Convert the part of the records that runs from the line containing "The service SHOULD place a point on the chair" through the end of the records, both ends included, into a Markdown table with columns Row and Line, numbering each line and leaving out blank lines.

::: Data supplied :::

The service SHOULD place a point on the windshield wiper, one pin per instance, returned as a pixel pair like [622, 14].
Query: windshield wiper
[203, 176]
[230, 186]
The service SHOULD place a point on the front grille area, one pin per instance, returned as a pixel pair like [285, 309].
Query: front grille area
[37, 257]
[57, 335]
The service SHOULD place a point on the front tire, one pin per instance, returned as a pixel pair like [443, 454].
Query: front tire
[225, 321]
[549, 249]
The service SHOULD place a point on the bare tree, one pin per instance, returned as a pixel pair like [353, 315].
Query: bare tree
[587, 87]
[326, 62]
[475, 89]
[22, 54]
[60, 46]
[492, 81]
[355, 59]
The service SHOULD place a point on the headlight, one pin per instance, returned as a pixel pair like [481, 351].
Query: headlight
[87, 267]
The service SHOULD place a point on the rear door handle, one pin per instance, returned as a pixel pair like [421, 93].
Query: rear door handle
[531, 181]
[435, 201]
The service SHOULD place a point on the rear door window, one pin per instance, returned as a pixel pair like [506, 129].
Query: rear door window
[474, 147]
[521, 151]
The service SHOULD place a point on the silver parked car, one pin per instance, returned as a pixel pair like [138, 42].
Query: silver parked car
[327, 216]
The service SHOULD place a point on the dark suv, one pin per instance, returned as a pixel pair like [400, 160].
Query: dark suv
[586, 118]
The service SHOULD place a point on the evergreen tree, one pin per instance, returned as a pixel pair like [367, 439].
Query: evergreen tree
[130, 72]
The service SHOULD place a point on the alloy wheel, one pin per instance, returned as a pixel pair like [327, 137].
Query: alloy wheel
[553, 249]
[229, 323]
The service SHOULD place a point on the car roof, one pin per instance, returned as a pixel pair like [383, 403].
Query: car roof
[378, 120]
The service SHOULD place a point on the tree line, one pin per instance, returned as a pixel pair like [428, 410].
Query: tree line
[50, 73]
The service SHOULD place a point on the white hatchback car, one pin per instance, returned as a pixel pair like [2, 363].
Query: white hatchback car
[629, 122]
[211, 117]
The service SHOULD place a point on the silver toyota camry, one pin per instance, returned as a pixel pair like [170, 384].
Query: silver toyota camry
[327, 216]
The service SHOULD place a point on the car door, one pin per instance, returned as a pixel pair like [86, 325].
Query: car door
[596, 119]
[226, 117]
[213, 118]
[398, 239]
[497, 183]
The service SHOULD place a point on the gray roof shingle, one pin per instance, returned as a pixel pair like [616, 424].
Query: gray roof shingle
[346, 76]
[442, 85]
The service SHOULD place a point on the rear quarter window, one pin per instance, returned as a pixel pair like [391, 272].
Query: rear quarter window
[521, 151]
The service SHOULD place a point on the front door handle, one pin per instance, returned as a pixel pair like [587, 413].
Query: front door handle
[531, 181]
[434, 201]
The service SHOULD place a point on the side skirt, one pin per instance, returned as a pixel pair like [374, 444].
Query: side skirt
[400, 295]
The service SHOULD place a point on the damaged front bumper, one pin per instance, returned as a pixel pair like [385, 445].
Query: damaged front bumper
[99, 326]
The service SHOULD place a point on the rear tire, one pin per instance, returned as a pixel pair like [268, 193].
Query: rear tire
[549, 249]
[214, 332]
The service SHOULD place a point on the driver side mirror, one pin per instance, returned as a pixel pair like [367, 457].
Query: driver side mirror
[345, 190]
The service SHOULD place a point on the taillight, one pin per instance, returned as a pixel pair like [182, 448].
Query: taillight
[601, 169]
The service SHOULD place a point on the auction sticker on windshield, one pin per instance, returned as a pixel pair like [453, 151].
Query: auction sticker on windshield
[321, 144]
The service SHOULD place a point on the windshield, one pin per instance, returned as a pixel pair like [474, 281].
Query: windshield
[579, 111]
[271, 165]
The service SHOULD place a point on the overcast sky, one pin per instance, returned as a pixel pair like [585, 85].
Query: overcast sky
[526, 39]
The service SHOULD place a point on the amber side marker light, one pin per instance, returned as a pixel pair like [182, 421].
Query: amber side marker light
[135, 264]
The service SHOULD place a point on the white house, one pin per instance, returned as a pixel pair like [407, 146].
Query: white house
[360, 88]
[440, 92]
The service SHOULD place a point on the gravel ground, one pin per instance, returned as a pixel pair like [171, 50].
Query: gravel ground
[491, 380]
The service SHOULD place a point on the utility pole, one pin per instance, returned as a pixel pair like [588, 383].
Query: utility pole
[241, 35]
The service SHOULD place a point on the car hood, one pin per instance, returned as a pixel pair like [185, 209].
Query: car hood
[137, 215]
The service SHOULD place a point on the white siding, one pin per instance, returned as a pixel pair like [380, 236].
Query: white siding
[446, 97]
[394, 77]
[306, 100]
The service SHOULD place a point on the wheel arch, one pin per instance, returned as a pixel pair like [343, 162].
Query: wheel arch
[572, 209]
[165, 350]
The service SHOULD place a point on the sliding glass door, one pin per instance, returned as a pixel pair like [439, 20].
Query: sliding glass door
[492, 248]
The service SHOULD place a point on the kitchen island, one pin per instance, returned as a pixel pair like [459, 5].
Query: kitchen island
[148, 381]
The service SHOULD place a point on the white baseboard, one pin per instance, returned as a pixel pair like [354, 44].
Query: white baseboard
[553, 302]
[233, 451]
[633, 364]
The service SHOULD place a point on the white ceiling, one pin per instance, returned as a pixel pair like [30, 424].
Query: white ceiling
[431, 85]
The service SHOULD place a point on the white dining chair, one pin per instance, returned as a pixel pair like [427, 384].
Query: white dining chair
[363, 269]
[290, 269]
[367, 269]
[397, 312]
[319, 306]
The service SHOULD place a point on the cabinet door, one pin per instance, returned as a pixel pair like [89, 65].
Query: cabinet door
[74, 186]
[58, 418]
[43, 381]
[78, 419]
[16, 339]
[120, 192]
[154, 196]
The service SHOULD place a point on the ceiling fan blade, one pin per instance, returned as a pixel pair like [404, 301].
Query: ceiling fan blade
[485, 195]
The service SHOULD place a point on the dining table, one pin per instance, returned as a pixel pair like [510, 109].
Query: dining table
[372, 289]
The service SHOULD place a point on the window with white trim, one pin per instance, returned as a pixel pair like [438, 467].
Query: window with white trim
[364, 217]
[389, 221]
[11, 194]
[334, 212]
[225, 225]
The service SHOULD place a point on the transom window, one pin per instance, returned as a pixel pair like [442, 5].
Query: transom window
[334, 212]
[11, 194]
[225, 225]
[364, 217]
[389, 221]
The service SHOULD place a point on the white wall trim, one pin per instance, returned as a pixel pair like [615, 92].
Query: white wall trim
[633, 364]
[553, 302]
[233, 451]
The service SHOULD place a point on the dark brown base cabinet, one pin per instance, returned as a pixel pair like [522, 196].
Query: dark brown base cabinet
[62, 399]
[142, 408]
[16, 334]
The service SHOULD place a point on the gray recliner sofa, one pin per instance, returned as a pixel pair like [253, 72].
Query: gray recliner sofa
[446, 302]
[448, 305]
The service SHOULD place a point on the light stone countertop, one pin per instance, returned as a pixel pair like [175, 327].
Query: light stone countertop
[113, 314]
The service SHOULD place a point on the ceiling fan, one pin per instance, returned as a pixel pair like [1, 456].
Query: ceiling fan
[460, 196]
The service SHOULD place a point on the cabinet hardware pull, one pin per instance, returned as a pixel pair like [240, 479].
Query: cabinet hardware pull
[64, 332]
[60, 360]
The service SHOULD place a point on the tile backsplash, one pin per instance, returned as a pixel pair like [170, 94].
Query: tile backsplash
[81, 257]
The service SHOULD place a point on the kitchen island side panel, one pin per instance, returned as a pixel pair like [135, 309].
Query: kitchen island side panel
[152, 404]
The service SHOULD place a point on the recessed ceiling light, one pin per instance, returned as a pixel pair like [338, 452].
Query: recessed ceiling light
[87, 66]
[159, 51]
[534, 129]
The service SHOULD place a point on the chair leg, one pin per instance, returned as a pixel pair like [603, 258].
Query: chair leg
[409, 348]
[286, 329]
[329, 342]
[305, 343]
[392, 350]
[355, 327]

:::

* [Answer to the exercise]
| Row | Line |
|---|---|
| 1 | The service SHOULD place a point on the chair leg, one pin per instance, returned as a pixel pair like [603, 258]. |
| 2 | Query: chair leg |
| 3 | [409, 348] |
| 4 | [286, 329] |
| 5 | [329, 342] |
| 6 | [305, 343] |
| 7 | [392, 350] |
| 8 | [355, 327] |